§ **Task 1**
In the Ken Burns interview below, rewrite the part that opens with the words "We were able" and closes with "softens the edges.", changing "deeper dive" to "closer look".

Filmmaker Ken Burns joins SportsCenter to discuss Jackie Robinson's importance to the game of baseball and how his widow Rachel Robinson has carried on his legacy. (2:25)

LOS ANGELES – A theme that runs throughout the new "Jackie Robinson" documentary, set to air on PBS next week, is that a monumental accomplishment often has a partner to inspire it.

For Jackie Robinson there was his wife Rachel Robinson, with the significance of that partnership crystalized by an on-camera appearance from President Barack Obama and first lady Michelle Obama that managed to drive home the point with a simple look from the president.

For documentarian Ken Burns, the partners he made sure to credit for his work, including "Jackie Robinson," were co-directors and co-producers Sarah Burns and David McMahon, his daughter and son-in-law.

Ken Burns spoke with ESPN.com recently, in advance of another of his works that deals with baseball, a sport he believes has no equal. Burns talks about finding parts of the Robinson story not yet told, his admiration for Rachel Robinson, and whether he plans on ever using baseball again as a theme of his work.

When you were working on the "Baseball" documentary series in the 1990s, did you know immediately that you had a wealth of information that would one day lend itself to a separate Jackie Robinson documentary?

Burns: No, not at all. In fact, the opposite was true. We knew we had a wealth of information and we thought we had put it in our film. In fact, Jackie Robinson appears in all but one of the nine episodes of the "Baseball" series, in 18½ hours. He was sort of the moral center of it.

Obviously we considered it baseball's finest moment when he arrived. We made note of his birth and his growing up, his courtship of Rachel, his college athletics and his Negro League experience, and all of that. And there was a little bit of his post-baseball experience.

It was only after that that Rachel, his widow, who came to me and said there should be a standalone, and I said, "Yes, you're right Rachel, and I'm very busy with these other projects, but maybe when we get done there will be a moment when we can do it." Sarah Burns, David McMahon and I had just finished a film on the Central Park Five, the story of the Central Park jogger case, dealing with a lot of the racial issues that Jackie inevitably brings up. So the three of us segued to that and they are the equal co-producers and co-directors on this.

We were able to do a deeper dive and find out a good deal of the things we assumed were sort of mythological, or sentimental, or didn't reflect the reality of the situation that the real story of Jackie is much more complicated and therefore much more interesting. It gave him dimension. Mythology sort of softens the edges.

Perhaps the most obvious example is Pee Wee Reese throwing his arm around Jackie in protection and signaling to the racists in Cincinnati, who were hurling abuse on him at Crosley Field, when the Dodgers went there in '47, well, it didn't take place. It's not in Jackie's autobiography, it's not in the white press and it's not in the black press, who would have covered it with 10 related stories, you know? And Rachel herself admitted that she did not want them to build a statue outside of Great American Ball Park that immortalized something that didn't happen.

§ **Data entries**
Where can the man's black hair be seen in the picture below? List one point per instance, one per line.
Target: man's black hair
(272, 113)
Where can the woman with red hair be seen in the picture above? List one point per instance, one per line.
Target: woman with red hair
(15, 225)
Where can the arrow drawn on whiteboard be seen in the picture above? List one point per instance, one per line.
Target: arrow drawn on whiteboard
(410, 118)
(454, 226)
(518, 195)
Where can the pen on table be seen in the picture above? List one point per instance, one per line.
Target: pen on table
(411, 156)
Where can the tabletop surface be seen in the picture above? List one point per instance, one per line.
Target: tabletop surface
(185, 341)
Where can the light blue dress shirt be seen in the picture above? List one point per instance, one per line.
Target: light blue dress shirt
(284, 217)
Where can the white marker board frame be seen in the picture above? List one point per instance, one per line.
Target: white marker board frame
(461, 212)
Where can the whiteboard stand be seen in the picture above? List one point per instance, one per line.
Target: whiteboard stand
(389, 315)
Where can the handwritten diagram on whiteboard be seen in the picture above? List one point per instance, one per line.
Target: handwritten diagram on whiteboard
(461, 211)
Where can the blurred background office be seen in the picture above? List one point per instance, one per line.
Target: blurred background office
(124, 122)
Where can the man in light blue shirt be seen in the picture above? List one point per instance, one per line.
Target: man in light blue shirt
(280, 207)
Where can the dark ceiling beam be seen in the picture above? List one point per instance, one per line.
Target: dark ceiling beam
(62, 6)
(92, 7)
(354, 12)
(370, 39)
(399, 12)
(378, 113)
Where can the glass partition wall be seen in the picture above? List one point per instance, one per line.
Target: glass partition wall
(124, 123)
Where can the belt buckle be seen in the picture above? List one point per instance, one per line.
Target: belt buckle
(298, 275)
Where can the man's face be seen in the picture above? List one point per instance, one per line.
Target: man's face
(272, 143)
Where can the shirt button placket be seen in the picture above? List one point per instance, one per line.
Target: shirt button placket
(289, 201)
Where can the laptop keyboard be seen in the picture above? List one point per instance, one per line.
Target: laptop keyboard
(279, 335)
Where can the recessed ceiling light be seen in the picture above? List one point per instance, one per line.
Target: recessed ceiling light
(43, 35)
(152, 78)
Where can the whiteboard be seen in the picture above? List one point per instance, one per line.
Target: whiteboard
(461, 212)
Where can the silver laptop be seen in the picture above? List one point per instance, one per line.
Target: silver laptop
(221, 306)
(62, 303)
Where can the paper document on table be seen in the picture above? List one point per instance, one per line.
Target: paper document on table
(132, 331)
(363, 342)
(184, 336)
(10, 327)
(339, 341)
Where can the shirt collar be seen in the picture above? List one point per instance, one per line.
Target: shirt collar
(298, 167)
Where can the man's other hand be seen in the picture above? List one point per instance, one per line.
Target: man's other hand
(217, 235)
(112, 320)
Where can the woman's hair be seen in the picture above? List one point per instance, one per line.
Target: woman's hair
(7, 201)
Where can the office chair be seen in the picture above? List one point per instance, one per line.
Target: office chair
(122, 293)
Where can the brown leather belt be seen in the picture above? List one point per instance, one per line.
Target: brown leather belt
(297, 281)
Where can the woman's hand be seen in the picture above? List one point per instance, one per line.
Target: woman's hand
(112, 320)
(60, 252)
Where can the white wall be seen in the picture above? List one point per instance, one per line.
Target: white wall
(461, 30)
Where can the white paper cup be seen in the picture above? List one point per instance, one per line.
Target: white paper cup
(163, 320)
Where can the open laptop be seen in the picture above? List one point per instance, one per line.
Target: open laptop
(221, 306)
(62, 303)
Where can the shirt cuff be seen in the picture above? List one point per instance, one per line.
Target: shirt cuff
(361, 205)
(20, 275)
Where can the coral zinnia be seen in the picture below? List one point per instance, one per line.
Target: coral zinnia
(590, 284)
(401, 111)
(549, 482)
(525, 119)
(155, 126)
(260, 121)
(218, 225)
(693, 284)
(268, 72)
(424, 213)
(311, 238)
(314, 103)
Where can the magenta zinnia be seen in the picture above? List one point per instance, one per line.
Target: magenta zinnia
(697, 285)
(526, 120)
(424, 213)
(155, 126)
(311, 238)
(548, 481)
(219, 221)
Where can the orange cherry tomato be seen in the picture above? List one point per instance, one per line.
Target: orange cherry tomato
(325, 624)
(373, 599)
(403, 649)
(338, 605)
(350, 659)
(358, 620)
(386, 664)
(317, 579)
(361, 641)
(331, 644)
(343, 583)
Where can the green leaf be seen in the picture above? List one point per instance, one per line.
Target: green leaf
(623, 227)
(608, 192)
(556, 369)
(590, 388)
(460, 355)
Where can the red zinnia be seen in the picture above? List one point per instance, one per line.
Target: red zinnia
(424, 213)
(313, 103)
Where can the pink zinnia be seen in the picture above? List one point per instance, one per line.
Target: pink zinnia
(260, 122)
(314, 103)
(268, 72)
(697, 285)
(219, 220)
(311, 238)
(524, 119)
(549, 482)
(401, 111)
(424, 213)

§ **Task 2**
Copy every line of the listing above that contains the string "black", matching case exactly.

§ **Right answer 1**
We were able to do a closer look and find out a good deal of the things we assumed were sort of mythological, or sentimental, or didn't reflect the reality of the situation that the real story of Jackie is much more complicated and therefore much more interesting. It gave him dimension. Mythology sort of softens the edges.

§ **Right answer 2**
Where can the man's black hair be seen in the picture below? List one point per instance, one per line.
Target: man's black hair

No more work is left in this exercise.